- Brief:
Give the following records again in full and without alteration.

-=-=-=-=-

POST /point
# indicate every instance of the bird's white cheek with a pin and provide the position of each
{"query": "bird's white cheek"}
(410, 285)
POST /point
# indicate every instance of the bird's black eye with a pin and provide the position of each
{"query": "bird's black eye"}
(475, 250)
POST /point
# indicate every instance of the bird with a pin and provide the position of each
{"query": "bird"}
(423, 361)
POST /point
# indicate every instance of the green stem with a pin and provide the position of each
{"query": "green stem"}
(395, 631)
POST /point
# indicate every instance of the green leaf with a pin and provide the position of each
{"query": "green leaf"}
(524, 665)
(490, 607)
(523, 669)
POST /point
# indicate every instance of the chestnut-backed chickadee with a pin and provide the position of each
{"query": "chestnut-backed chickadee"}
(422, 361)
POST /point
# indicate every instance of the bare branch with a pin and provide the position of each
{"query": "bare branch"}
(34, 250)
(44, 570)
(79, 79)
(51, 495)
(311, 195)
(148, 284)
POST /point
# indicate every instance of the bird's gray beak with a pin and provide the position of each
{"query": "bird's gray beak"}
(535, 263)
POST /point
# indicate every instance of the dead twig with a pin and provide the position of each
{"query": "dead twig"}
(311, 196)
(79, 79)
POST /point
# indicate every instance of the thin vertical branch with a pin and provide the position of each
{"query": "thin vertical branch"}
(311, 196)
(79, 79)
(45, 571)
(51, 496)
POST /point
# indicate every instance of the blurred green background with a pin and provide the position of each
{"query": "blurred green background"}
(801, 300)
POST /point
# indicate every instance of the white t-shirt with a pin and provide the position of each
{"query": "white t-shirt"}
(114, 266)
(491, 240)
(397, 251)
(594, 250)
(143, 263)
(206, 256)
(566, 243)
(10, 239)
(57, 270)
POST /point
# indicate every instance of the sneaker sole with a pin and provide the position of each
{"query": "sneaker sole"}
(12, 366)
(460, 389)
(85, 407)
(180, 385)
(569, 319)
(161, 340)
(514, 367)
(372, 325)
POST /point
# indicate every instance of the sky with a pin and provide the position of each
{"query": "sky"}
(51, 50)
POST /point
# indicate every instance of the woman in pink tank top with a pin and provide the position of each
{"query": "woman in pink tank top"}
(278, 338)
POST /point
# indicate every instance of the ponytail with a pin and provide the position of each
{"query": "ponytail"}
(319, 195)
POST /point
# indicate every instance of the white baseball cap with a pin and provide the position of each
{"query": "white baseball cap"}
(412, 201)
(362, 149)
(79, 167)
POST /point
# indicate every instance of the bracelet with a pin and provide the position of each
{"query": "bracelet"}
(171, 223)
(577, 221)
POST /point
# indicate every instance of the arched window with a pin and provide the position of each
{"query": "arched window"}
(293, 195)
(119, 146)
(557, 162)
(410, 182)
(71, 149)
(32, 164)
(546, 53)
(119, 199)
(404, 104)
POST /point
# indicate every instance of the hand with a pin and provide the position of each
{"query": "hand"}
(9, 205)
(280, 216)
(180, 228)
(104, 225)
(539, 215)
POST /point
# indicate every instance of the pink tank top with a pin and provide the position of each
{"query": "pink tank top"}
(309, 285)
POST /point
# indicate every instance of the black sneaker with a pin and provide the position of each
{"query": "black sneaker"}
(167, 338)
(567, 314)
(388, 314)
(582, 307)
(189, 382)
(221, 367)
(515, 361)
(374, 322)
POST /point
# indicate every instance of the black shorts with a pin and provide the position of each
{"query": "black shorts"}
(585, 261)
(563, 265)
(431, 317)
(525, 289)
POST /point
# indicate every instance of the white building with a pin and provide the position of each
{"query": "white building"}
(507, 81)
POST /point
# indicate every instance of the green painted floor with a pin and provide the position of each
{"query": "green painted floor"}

-=-=-=-=-

- Answer box:
POST /point
# indicate every instance of the bird's white cheek with a pin and provide the position of each
{"query": "bird's white cheek"}
(410, 285)
POST /point
# indicate every instance of the bird's black eye with a pin and provide the position of each
{"query": "bird's black eye"}
(475, 250)
POST /point
# indicate every instance of the bird with a pin and provide the position of each
{"query": "bird"}
(423, 361)
POST /point
# indicate every instance of the green stem with a pin and provide the position of each
{"query": "green stem"}
(395, 631)
POST /point
# indicate every instance of the green leaf with a pin and provide the position of each
{"query": "green leaf"}
(524, 665)
(490, 607)
(523, 669)
POST /point
# indicate every instance of the chestnut-backed chickadee with a pin and provide the position of each
{"query": "chestnut-backed chickadee"}
(422, 361)
POST /point
# indicate every instance of the bare branch with a pin and provide the position of each
{"query": "bare branch"}
(34, 250)
(44, 570)
(79, 79)
(51, 495)
(311, 195)
(148, 284)
POST /point
# indicate every instance of the bird's gray beak with a pin and provide the position of each
{"query": "bird's gray beak"}
(535, 263)
POST /point
# indicate every instance of the dead twig with a pin and provide the position of each
{"query": "dead twig"}
(311, 196)
(79, 79)
POST /point
# indicate every instance of the thin vertical branch with a pin and provide the position of each
{"query": "thin vertical branch"}
(311, 196)
(79, 79)
(45, 571)
(51, 496)
POST /point
# indicate every instance of the blurred green background with a pin and provide the position of each
{"query": "blurred green background"}
(801, 300)
POST /point
# indicate every instance of the white t-shirt with a pin and provide the position of each
{"query": "white t-shirt"}
(114, 266)
(491, 240)
(397, 251)
(594, 250)
(143, 263)
(206, 256)
(566, 243)
(10, 239)
(57, 270)
POST /point
# indicate every instance of the sneaker sole with a pin and provide the position of each
{"query": "sneaker sole"}
(12, 366)
(460, 389)
(85, 407)
(180, 385)
(569, 319)
(161, 340)
(514, 367)
(372, 325)
POST /point
# indicate every instance of the sky with a pin and provide the position of each
{"query": "sky"}
(51, 50)
POST /point
# indicate every instance of the woman in pink tank top with a pin and provide the position of each
{"query": "woman in pink tank top"}
(278, 338)
POST /point
# indicate every instance of the ponytail with a pin and provide the position of each
{"query": "ponytail"}
(319, 195)
POST /point
# indicate every instance of the white baseball cap with a pin and provide the position of each
{"query": "white baseball cap"}
(412, 201)
(362, 149)
(79, 167)
POST /point
# indicate every instance of the bracelet with a pin and provide the position of each
{"query": "bracelet"}
(171, 223)
(577, 221)
POST /point
# indicate every instance of the arched window with a pin and provide the position of each
{"query": "arched window"}
(293, 195)
(119, 146)
(557, 162)
(410, 182)
(71, 149)
(32, 164)
(546, 53)
(119, 199)
(404, 104)
POST /point
# indicate every instance of the hand with a pin and provide the position of each
{"query": "hand"}
(9, 205)
(280, 216)
(180, 228)
(104, 225)
(539, 215)
POST /point
# indicate every instance of the pink tank top with a pin and provide the position of each
{"query": "pink tank top"}
(309, 285)
POST /point
# indicate every instance of the black sneaker with a pin and provide the position of each
{"query": "black sneaker"}
(167, 338)
(567, 314)
(388, 314)
(582, 307)
(189, 382)
(221, 367)
(515, 361)
(374, 322)
POST /point
# indicate every instance of the black shorts with a pin and provide the position of each
{"query": "black shorts"}
(585, 261)
(563, 265)
(431, 317)
(525, 289)
POST /point
# indicate every instance of the white building with a pin and provide the position of each
{"query": "white building"}
(507, 81)
POST /point
# indicate every instance of the green painted floor with a pin and provide the position of each
{"query": "green painted floor"}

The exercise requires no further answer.